#### Records to process
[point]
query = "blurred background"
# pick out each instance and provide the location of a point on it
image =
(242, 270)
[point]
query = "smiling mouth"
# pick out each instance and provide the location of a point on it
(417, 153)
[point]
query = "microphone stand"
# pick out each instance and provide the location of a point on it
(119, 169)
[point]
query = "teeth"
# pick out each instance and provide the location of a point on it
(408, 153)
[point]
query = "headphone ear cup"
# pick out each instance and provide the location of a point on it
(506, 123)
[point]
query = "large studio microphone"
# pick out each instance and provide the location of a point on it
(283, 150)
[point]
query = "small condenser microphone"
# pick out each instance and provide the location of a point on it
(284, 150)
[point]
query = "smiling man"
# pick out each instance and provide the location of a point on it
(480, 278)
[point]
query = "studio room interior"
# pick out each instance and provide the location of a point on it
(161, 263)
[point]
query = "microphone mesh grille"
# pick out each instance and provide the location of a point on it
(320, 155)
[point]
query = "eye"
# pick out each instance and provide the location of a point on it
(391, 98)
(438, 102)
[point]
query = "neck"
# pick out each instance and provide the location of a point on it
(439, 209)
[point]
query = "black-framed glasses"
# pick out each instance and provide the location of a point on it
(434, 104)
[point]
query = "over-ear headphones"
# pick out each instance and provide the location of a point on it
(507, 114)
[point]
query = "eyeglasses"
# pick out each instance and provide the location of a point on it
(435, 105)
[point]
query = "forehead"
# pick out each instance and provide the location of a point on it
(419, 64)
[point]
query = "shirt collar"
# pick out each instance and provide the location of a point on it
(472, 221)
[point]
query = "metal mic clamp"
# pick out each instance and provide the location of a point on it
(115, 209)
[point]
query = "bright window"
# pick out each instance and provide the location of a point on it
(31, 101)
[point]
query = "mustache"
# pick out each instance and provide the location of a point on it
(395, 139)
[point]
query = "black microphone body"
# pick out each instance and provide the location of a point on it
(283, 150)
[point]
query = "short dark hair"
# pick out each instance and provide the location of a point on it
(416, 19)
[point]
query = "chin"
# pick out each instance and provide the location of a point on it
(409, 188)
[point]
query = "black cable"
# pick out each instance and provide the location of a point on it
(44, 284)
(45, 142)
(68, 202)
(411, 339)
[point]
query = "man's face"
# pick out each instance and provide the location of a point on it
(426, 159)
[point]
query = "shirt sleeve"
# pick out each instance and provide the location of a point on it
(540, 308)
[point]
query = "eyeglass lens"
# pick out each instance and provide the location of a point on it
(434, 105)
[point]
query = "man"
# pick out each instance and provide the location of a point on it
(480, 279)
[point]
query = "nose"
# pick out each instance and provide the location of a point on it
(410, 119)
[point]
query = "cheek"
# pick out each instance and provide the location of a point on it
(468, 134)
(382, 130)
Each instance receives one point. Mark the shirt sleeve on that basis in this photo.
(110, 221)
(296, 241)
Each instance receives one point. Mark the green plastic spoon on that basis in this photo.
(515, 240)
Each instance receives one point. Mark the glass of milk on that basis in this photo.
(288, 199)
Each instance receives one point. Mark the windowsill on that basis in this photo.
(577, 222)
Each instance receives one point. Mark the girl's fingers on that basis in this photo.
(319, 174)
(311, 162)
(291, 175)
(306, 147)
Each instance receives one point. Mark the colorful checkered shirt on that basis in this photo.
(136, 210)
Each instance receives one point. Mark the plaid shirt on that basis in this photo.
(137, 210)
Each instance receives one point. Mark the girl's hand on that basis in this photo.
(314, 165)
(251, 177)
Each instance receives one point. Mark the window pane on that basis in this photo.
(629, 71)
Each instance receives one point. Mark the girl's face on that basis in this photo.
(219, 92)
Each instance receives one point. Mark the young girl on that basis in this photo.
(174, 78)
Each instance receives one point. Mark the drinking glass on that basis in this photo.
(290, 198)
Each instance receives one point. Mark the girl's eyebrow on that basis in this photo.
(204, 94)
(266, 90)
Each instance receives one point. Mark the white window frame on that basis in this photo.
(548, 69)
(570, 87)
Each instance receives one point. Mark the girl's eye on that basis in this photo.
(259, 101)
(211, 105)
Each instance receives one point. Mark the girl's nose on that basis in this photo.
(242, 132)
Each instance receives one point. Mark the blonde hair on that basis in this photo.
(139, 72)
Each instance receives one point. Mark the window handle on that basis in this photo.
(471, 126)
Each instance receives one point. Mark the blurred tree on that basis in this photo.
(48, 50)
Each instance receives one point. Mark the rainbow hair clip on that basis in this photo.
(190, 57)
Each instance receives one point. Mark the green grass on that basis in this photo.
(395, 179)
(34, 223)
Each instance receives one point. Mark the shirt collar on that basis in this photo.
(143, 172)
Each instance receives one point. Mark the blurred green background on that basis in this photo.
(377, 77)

...

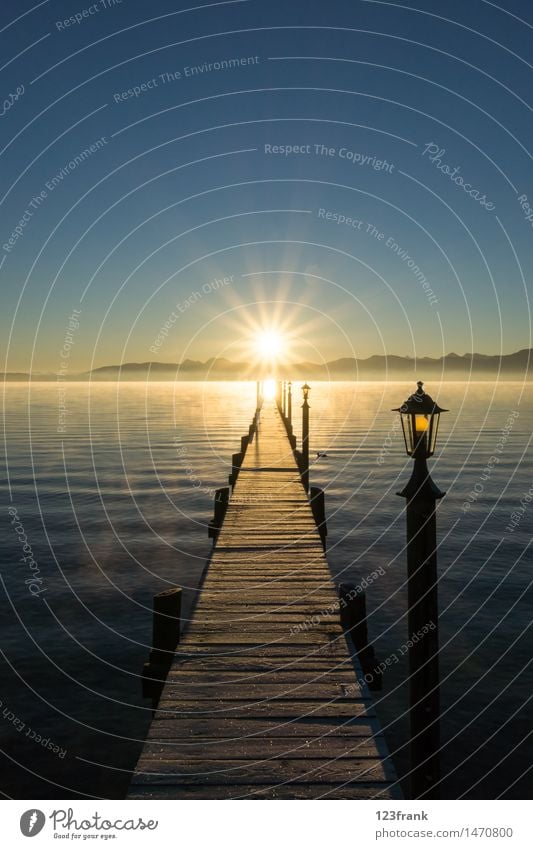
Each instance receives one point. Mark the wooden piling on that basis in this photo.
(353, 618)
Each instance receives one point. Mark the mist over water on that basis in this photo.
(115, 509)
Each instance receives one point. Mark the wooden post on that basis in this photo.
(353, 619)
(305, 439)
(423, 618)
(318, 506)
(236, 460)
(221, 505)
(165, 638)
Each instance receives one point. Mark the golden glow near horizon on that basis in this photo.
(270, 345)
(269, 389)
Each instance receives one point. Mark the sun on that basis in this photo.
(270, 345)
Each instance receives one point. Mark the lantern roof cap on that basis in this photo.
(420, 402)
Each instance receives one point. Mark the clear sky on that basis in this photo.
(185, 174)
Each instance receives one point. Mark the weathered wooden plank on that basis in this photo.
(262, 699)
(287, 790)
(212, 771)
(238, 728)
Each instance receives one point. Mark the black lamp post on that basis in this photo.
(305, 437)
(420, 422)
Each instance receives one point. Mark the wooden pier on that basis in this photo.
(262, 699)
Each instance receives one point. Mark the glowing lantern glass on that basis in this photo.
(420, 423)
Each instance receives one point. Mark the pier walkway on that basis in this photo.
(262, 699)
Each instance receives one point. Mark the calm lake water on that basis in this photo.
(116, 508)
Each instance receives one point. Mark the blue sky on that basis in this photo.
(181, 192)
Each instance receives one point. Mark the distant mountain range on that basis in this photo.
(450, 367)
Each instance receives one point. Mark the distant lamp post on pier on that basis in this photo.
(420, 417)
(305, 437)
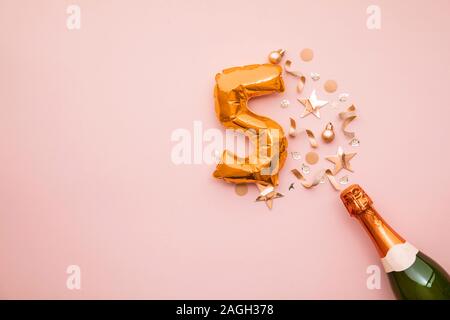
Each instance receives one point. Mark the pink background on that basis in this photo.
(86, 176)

#### Aim
Find each line in the items above that contains the word "wooden" and copy those lines.

#### Response for this exercise
Each instance receives one point. Mark the wooden piling on that basis in this photo.
Each instance receives one point. Mark the wooden post on that basis in this photo.
Each instance receives one point. Mark the weathered wooden plank on that basis in this photo.
Each instance receives one point. Mark the wooden pier on that basis in this photo.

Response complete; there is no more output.